С христианской простотой дело обстоит так же непросто, как с христианским смирением: знаете, Иоанн Богослов говорит нам: «Мы теперь дети Божии, но еще не открылось, что будем. Знаем только, что, когда откроется, будем подобны Ему, потому что увидим Его, как Он есть» (I Ио. 3, 2), — тут и храбрый человек должен бы просто испугаться, однако когда мы, не дай Бог, ханжим, говоря про смирение, мы норовим сделать лицо поскучнее, а безбожник ворчит свое: «Да из вас рабов хотят сделать!» Что делать — не слышим. А ведь людям, которые вправду пробуют верить, что они уже сейчас дети Божии, а потом будет то, чего заранее и вообразить нельзя, просто необходимо жестко «смирять себя», чтобы не свихнуться. Как все ценное, например, любовь, культура, творчество, — вера опасна; поскольку она ценнее всего остального, она опаснее всего остального. С высоты опаснее падать, чем выше, тем опаснее. Христианство открывает такую перспективу, какой не открывает ни одна религия; но эта перспектива уравновешивается предупреждениями о возможности иллюзий («прелести»), требованиями духовной трезвенности и смирения. Не надо думать, будто господа атеисты первыми открыли, что религиозная жизнь, практикуемая не по разуму, может вызвать страшное помрачение рассудка и нравственного сознания. Не вольнодумцы додумались до мысли, что утративший духовные ориентиры верующий может быть куда опаснее любого неверующего. Никто не знал этого лучше и не описал точнее, чем классики православной аскетической традиции. То, что называется смирением, — единственное средство избежать сумасшествия. Но это именно средство для совсем иной цели.
Вы спросили, что мне дает вера. Могу ответить только так: да все! Всему весело распускаться и цвести в этой укрывающей тени — и радостям встречи с другим человеком, и радостям уединения. (Вы знаете, образ Божьей тени, в которой укрывается человек, — очень важная составляющая библейской метафорики, как это и понятно, если иметь в виду климат Святой Земли, в переводах это притушевывается.)
— Как Вы думаете, почему в духовных поисках молодого поколения во всем мире такое большое место стали занимать философские и религиозно-мистические учения Востока? Почему многие россияне уходят в другие религии? Означает ли это, что нравственный опыт христианства себя исчерпал?

+===+

■ ТРЕБОВАНИЯ К ЗАДАНИЮ:
**1.** Определите, согласуются ли с текстом о вере и смирении утверждения (a), (b) и (c). На каждое ответьте «да» или «нет» и приведите решающие слова текста в точной цитате.
(a) Атеисты первыми открыли, что религиозная жизнь не по разуму может вызвать помрачение рассудка.
(b) Вера, как любовь, культура и творчество, названа опасной.
(c) В переводах Библии образ Божьей тени выражен ярче, чем в оригинале.
**2.** Продолжите текст о вере и смирении, начав сразу после его последнего абзаца.
Строки для этой работы не понадобятся.

+===+

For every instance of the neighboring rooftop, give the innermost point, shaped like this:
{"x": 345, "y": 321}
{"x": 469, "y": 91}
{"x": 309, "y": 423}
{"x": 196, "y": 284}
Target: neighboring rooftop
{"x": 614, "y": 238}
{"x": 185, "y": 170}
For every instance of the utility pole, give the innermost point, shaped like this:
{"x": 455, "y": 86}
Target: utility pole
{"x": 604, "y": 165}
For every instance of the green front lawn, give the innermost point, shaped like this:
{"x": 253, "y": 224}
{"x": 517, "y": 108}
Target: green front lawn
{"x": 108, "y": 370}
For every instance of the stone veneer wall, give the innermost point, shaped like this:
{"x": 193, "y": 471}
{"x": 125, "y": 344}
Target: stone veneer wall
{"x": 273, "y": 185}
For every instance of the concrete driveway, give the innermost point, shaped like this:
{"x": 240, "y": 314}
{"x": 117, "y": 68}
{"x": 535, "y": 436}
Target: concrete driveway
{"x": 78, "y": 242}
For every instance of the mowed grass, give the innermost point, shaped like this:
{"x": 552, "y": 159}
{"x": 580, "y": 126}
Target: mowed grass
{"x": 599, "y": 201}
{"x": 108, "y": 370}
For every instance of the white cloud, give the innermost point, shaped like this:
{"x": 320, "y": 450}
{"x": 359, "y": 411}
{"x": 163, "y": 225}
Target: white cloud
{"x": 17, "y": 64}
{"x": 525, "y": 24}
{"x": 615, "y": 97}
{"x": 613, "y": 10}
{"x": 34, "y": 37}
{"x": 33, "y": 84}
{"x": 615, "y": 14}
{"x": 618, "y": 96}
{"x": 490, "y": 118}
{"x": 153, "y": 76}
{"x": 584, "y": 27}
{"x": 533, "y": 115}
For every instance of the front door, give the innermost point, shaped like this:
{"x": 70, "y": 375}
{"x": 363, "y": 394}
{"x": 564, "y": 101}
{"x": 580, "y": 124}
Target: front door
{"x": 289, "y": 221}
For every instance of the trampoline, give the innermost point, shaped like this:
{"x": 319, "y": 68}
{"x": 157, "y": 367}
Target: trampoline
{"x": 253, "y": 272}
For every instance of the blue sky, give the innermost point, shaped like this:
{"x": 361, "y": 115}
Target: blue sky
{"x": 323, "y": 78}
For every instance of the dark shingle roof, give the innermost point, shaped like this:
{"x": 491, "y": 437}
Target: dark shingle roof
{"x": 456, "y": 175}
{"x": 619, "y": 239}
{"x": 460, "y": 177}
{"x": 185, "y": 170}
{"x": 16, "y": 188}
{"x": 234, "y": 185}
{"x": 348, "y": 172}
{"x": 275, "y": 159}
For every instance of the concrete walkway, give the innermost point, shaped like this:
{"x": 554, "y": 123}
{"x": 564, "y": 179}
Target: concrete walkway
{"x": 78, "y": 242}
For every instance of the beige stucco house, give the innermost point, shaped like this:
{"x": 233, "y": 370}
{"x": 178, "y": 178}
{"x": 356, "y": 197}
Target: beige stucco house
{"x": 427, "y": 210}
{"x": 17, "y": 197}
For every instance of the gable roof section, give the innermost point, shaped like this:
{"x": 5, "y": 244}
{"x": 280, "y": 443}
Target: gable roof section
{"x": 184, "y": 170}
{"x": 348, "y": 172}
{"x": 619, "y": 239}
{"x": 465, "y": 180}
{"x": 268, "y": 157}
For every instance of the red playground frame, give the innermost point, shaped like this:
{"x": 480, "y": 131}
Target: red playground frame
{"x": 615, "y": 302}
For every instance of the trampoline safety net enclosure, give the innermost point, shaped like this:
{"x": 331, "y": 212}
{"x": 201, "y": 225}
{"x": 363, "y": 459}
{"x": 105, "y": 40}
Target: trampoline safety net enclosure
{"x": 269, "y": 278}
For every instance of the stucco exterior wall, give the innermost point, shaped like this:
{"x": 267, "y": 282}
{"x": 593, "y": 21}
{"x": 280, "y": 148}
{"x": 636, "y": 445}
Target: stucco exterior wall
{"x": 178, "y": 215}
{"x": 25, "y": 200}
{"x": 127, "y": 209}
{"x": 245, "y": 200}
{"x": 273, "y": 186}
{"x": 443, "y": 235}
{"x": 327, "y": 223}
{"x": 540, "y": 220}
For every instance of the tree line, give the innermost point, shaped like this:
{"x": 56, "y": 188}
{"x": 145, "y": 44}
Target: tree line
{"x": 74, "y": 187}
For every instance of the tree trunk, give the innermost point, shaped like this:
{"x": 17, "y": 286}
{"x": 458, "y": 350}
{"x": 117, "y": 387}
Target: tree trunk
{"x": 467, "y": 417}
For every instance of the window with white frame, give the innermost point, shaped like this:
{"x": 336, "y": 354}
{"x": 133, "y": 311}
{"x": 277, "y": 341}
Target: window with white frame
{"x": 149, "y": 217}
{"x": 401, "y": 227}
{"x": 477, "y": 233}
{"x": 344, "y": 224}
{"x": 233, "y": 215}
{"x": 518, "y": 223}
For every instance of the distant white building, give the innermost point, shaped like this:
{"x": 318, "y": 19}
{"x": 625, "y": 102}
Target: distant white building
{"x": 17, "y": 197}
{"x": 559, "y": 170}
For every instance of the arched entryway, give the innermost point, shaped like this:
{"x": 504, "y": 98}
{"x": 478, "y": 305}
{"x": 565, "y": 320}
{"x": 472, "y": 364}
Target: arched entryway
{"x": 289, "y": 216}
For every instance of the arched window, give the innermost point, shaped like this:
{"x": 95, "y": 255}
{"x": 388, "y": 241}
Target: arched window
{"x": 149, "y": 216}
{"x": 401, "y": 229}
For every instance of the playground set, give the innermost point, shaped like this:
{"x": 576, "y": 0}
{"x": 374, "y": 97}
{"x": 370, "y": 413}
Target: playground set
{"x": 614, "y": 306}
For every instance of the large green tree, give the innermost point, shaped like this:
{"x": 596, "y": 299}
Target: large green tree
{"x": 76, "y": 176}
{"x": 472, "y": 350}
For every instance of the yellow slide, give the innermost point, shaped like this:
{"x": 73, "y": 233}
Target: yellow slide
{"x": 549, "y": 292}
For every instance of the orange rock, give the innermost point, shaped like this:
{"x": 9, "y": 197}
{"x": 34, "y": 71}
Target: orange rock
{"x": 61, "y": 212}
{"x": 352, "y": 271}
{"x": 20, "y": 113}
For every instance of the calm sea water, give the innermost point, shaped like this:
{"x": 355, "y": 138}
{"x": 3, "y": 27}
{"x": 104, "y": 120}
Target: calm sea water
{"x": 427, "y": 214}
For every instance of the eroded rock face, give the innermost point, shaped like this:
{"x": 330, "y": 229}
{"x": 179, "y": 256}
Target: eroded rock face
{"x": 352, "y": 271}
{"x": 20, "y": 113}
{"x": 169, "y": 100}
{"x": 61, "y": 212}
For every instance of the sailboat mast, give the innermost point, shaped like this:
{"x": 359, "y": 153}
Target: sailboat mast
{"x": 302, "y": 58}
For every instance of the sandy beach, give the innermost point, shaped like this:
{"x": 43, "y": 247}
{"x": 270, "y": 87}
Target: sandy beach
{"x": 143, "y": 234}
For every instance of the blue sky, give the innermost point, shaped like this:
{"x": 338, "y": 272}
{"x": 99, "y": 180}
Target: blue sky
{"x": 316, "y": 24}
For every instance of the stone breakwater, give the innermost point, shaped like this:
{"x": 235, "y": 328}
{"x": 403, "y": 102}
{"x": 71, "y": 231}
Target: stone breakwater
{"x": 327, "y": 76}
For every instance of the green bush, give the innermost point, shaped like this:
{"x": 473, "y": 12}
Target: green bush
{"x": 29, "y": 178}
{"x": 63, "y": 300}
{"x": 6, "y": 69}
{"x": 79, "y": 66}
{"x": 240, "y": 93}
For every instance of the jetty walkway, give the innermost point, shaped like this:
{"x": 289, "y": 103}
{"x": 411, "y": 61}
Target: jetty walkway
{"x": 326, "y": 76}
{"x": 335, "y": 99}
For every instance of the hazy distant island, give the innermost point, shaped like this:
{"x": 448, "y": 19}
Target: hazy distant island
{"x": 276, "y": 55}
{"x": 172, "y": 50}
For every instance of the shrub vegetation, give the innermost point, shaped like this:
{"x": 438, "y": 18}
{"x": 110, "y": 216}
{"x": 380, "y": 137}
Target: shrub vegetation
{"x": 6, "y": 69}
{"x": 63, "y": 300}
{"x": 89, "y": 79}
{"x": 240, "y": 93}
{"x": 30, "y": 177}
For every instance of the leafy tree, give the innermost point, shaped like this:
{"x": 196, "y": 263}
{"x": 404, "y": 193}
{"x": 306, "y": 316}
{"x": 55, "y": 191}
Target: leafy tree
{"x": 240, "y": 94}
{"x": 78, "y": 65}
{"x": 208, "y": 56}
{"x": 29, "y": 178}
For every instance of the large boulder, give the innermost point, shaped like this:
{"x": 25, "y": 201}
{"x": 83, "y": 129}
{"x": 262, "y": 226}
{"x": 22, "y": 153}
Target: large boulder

+===+

■ ОТВЕТЫ НА ЗАДАНИЯ:
**1.**
(a) Нет: «Не надо думать, будто господа атеисты первыми открыли, что религиозная жизнь, практикуемая не по разуму, может вызвать страшное помрачение рассудка и нравственного сознания».
(b) Да: «Как все ценное, например, любовь, культура, творчество, — вера опасна».
(c) Нет: «в переводах это притушевывается».

**2.**
— Ну, что-что, а увлечение, о котором Вы говорите, не ново ни для Запада, ни — по меньшей мере с 60-х годов, не говоря о временах влияния г-жи Блаватской — для нас. Но, разумеется, по причинам нарастающей глобализации Восток за это время, так сказать, физически приблизился… Ряд моментов способствует повышенно романтическому обаянию религий Востока. О них узнают не от бабушки, а из ученой книжки. Они, какой бы развитой ни была их метафизика, существенно более — повторю это еще раз — одноплановы, чем христианство. Вот пример: буддизм рассматривает как полноценную жизнь для своих верующих только монашество — и это понятно; конфуцианство очень высоко ставит отца семейства, не видя в безбрачии проку, — и это тоже понятно; но когда христианство возводит брак на ступень таинства и прямо-таки подобия отношений Христа и Церкви, ставя при этом монашеский подвиг еще, еще выше, — такое понять действительно трудно. Недаром в ранней Церкви развитие аскетического пыла вызвало те поползновения судить о брачной жизни как о христианстве второго сорта, которые были осуждены на соборе в Ганграх Пафлагонских. Нравственный опыт христианства — полнее и сложнее; как раз поэтому его труднее вместить.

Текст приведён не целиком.